*Aim of the task*:
Word for word, print the entries that follow.

*Available records*:
▼▼▼

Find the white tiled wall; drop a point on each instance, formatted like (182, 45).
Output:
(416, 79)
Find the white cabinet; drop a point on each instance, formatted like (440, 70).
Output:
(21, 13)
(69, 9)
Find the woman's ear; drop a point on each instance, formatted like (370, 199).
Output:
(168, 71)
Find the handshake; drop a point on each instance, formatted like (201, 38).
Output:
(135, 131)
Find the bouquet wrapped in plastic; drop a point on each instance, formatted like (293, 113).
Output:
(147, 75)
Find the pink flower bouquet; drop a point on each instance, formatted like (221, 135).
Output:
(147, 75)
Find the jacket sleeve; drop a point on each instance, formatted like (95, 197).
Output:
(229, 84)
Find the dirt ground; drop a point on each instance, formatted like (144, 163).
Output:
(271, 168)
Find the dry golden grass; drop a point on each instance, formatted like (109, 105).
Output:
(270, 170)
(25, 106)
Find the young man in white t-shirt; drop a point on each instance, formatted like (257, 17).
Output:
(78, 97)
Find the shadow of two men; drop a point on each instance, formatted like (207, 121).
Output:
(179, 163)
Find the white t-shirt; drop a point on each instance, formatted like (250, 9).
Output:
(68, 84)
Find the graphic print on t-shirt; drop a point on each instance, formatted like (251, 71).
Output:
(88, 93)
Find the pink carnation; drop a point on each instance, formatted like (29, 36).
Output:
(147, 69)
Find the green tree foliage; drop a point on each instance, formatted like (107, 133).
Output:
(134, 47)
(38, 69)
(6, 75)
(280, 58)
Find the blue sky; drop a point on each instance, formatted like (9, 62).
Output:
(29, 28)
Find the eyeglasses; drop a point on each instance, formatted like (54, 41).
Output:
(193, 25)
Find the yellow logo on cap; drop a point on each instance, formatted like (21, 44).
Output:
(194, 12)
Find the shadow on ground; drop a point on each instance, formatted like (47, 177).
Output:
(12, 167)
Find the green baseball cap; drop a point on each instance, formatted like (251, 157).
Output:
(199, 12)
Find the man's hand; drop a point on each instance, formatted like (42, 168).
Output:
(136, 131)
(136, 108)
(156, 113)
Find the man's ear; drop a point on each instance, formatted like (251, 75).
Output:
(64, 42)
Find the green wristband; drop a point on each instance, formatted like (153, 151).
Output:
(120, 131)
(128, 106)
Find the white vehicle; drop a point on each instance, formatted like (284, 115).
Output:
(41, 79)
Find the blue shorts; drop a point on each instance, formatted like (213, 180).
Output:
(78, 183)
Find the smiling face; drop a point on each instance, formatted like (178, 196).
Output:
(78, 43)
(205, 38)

▲▲▲

*Answer for this exercise*:
Find the white tiled wall; drop a point on each instance, formatted like (182, 45).
Output:
(416, 79)
Find the white cabinet; drop a point on each instance, formatted like (440, 70).
Output:
(21, 13)
(69, 9)
Find the woman's ear; drop a point on each instance, formatted like (370, 199).
Output:
(168, 71)
Find the handshake; drop a point on each instance, formatted like (201, 38).
Output:
(135, 131)
Find the bouquet wrapped in plastic; drop a point on each instance, formatted like (293, 113).
Output:
(147, 75)
Find the pink flower bouquet; drop a point on each instance, formatted like (221, 135).
Output:
(147, 75)
Find the jacket sleeve; drop a point on each instance, formatted like (95, 197).
Output:
(229, 84)
Find the dirt ground; drop a point on each instance, formatted like (144, 163).
Output:
(271, 168)
Find the dry golden grass; drop a point on each instance, formatted like (109, 105).
Output:
(270, 170)
(25, 106)
Find the young man in white t-shirt; drop a point on each instance, formatted like (257, 17).
Output:
(78, 97)
Find the shadow of two men; drop a point on each instance, formatted like (207, 121).
Output:
(179, 163)
Find the white t-shirt; drop a point on each instance, formatted like (250, 9).
Output:
(68, 84)
Find the graphic print on t-shirt; drop a point on each instance, formatted like (251, 71).
Output:
(88, 93)
Find the pink carnation; drop a point on each instance, formatted like (29, 36).
Output:
(147, 69)
Find the green tree foliage; drop a point on each instance, formatted like (107, 133).
Output:
(134, 47)
(38, 69)
(6, 75)
(280, 58)
Find the blue sky; drop a point on each instance, formatted like (9, 62).
Output:
(29, 28)
Find the eyeglasses; drop a point on each instance, formatted like (54, 41).
Output:
(193, 25)
Find the yellow logo on cap; drop a point on each instance, formatted like (21, 44).
Output:
(194, 12)
Find the shadow on ground; drop a point on each instance, formatted like (47, 177).
Output:
(12, 167)
Find the green baseball cap; drop a point on each instance, formatted like (251, 157).
Output:
(199, 12)
Find the man's hand; drop a point on each instance, formatted like (42, 168).
Output:
(136, 131)
(136, 108)
(156, 113)
Find the man's ear; drop a point on each instance, formatted like (251, 75).
Output:
(64, 42)
Find the green wristband; drop a point on each instance, formatted like (153, 151).
Output:
(120, 131)
(128, 106)
Find the white vehicle; drop a point on each instance, formatted like (284, 115).
Output:
(41, 79)
Find the blue shorts; drop a point on each instance, formatted like (213, 180).
Output:
(78, 183)
Find the smiling face; drop a point on each instance, formatted like (178, 196).
Output:
(78, 43)
(205, 38)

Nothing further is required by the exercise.